— Start of Records shown —
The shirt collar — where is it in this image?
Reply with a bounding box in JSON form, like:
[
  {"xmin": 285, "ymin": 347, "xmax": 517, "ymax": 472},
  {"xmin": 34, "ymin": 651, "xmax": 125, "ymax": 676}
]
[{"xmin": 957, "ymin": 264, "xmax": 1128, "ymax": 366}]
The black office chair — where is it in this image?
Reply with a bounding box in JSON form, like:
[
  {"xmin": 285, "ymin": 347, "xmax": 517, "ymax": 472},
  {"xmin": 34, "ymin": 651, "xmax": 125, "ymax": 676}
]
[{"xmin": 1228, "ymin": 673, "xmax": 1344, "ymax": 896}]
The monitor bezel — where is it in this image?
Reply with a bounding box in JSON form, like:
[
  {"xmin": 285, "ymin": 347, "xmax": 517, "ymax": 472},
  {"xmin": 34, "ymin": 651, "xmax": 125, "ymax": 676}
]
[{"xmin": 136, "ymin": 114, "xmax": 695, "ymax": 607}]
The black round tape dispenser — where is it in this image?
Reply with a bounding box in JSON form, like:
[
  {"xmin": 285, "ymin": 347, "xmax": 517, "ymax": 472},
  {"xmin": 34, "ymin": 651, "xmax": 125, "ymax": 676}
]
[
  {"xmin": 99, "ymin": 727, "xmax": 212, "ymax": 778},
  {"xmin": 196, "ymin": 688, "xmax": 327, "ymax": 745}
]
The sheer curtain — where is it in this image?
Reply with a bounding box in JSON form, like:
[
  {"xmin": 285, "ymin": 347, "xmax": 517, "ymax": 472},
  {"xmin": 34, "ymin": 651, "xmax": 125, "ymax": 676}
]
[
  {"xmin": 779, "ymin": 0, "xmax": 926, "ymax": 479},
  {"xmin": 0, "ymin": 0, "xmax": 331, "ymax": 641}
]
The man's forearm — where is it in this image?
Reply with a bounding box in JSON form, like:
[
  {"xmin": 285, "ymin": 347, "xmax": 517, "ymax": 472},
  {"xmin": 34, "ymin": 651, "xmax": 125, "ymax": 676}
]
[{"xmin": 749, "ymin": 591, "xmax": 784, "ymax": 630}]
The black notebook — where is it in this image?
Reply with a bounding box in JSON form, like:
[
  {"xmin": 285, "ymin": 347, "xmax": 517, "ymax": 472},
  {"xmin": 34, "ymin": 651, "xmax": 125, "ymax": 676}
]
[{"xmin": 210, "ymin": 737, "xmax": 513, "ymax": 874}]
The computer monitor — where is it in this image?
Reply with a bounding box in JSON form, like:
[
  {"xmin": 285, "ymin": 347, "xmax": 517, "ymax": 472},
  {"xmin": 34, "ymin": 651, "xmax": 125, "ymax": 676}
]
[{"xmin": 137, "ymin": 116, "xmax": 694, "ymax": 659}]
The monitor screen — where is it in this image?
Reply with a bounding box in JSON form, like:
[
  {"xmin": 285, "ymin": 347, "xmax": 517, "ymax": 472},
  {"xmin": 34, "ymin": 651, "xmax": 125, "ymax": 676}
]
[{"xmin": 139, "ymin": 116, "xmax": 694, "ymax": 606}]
— End of Records shown —
— Start of Records shown —
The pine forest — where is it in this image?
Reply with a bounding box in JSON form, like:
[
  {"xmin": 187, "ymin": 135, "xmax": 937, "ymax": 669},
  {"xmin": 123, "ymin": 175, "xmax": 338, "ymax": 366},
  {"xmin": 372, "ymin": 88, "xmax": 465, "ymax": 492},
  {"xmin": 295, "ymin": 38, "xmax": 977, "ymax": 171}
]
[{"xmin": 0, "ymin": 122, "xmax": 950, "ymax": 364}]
— End of Records shown —
— Start of Records shown —
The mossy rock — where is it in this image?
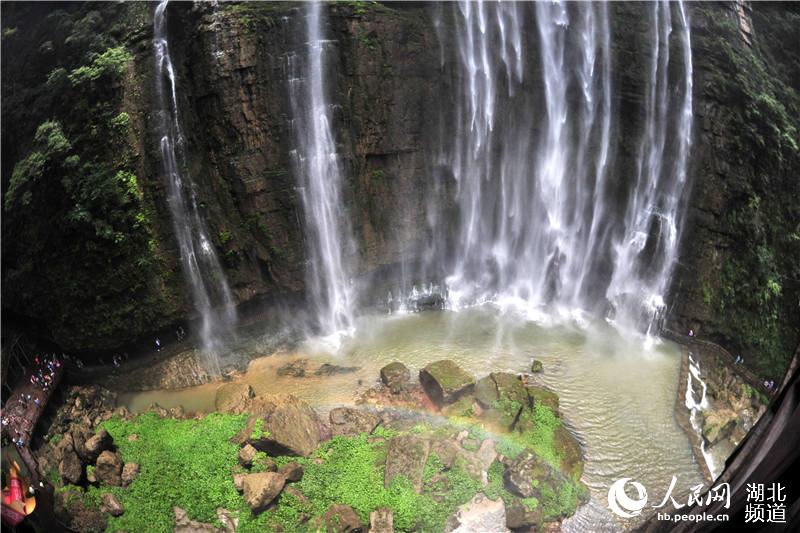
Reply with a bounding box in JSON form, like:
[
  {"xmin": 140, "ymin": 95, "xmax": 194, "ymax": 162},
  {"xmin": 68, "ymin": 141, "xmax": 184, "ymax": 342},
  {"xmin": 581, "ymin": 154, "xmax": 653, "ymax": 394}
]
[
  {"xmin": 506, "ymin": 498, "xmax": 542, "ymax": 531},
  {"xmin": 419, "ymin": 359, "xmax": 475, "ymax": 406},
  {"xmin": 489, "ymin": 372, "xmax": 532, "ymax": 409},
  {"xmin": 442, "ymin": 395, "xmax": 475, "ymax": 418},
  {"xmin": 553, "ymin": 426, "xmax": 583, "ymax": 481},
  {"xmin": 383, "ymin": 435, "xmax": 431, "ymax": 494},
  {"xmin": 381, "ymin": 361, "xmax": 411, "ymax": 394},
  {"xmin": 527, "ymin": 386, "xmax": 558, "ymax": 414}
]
— End of Records shown —
*Your instructions*. Report each line in the items above that contains the word "image".

*Worked answer*.
The shirt collar — where is it in this image?
The black office chair — where is it in this image?
The monitor bezel — where is it in this image?
The black round tape dispenser — where is it in this image?
The sheer curtain — where is it in this image?
The man's forearm — where is it in this image?
The black notebook — where is it in this image?
The computer monitor — where is it in this image?
The monitor screen — where is it in this image?
The pine forest — where is it in this image?
The mossy rock — where is it in this image?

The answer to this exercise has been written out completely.